======== TASK INPUT ========

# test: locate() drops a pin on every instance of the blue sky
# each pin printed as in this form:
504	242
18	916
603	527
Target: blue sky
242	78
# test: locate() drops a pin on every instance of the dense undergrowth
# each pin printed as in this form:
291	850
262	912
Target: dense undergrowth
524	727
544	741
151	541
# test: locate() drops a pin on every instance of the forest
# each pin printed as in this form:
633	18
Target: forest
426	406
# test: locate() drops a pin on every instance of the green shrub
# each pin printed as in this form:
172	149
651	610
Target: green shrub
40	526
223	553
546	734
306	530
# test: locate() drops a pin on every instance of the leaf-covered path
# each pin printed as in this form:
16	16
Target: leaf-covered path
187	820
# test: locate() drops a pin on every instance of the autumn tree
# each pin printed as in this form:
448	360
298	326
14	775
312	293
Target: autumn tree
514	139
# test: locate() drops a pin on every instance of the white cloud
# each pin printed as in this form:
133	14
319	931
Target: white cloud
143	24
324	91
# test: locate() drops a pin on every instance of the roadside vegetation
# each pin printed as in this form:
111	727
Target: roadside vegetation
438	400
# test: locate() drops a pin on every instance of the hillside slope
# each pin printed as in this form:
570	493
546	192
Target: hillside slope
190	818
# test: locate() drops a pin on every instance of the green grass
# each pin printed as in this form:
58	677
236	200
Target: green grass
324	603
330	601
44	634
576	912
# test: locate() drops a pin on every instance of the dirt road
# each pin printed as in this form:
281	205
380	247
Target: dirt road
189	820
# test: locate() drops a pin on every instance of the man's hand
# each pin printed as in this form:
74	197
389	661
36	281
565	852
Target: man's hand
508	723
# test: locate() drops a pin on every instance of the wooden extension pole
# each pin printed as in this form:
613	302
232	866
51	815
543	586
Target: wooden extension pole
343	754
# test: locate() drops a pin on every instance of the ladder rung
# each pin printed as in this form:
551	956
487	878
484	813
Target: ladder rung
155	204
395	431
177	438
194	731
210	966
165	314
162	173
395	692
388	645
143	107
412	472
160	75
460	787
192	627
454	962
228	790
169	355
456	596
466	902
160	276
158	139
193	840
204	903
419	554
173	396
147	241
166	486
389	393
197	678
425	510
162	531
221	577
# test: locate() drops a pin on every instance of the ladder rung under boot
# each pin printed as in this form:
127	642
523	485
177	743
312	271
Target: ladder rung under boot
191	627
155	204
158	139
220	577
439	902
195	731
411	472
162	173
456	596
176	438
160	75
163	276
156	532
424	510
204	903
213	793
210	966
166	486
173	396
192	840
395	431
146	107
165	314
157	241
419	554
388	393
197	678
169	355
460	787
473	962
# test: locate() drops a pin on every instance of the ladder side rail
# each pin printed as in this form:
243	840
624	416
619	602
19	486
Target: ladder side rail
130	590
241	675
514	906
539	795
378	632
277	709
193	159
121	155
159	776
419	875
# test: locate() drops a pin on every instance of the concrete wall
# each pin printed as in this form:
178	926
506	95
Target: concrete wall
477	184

========

* SET TASK: Copy every one of the rows above line for line, changing no character.

* WRITTEN RESPONSE:
# test: locate() drops a pin on every instance of the blue sky
# each pin printed as in this form:
504	242
18	916
603	527
Target: blue sky
242	78
# test: locate() drops a pin on every instance of the dense undergrowth
# each pin printed as in this form:
291	850
262	912
Target: dense undergrowth
524	727
544	741
151	541
# test: locate() drops a pin on every instance of the forest
# each pin printed as in this form:
633	18
Target: forest
426	406
# test: locate() drops a pin on every instance of the green shrub
# each pin printed as in this form:
172	149
651	610
Target: green shrub
40	526
223	553
546	734
306	530
# test: locate() drops a pin on every instance of the leaf-covered path
# each pin printed as in this form:
16	16
Target: leaf-covered path
187	820
# test: locate() drops a pin on every instance of the autumn tree
# each pin printed as in this form:
448	360
298	326
14	775
312	293
Target: autumn tree
514	139
# test: locate() drops a pin on every instance of the white cloud
# each pin printed as in this form:
133	14
319	931
Target: white cloud
143	24
324	91
# test: locate() drops a pin on every instance of the roadside vegetation
# each pin printed as in this form:
111	727
Target: roadside vegetation
438	400
# test: locate() drops a pin on every instance of the hillside slope
# each pin printed as in this form:
570	493
546	192
Target: hillside slope
190	818
# test: locate() drops a pin on every instance of the green grass
# each pin printed as in this form:
58	677
236	200
Target: green grass
324	603
330	601
44	634
576	912
# test: locate() drops a pin on every instance of the dirt road
# each pin printed as in this form:
281	205
380	247
Target: dirt road
189	820
# test: locate() drops a pin on every instance of the man's hand
# each pin printed as in this form:
74	197
389	661
36	281
565	852
Target: man's hand
508	723
# test: locate() drops a pin on every instance of the wooden extension pole
# each pin printed as in this form:
613	302
232	866
51	815
543	586
Target: wooden extension pole
343	754
# test: locate() drops a pin on every instance of the ladder rung
# each pin printed as in this form:
551	956
487	878
484	813
Target: ladder rung
155	204
395	431
177	438
194	731
210	966
165	314
162	173
395	692
388	645
143	107
412	472
160	75
460	787
192	627
454	962
228	790
169	355
456	596
466	902
160	276
158	139
193	840
204	903
419	554
173	396
147	241
166	486
389	393
197	678
425	510
162	531
221	577
# test: locate() drops a pin on every instance of the ladder rung under boot
# each pin printed as in this form:
127	642
523	485
177	743
312	271
Target: ladder rung under boot
191	627
155	204
158	139
220	577
439	902
195	731
411	472
162	173
456	596
176	438
160	75
163	276
156	532
424	510
204	903
213	793
210	966
166	486
173	396
192	840
395	431
146	107
165	314
157	241
419	554
388	393
197	678
169	355
460	787
473	962
# test: locate() drops a pin on every instance of the ladder side rail
# each pin printed as in this form:
243	840
624	416
619	602
19	486
Target: ladder side rail
130	590
241	675
514	906
539	795
378	632
277	709
193	159
121	155
159	776
419	875
# test: locate() drops a pin on every instance of the concrete wall
# each pin printed as in this form:
178	926
506	95
Target: concrete wall
477	184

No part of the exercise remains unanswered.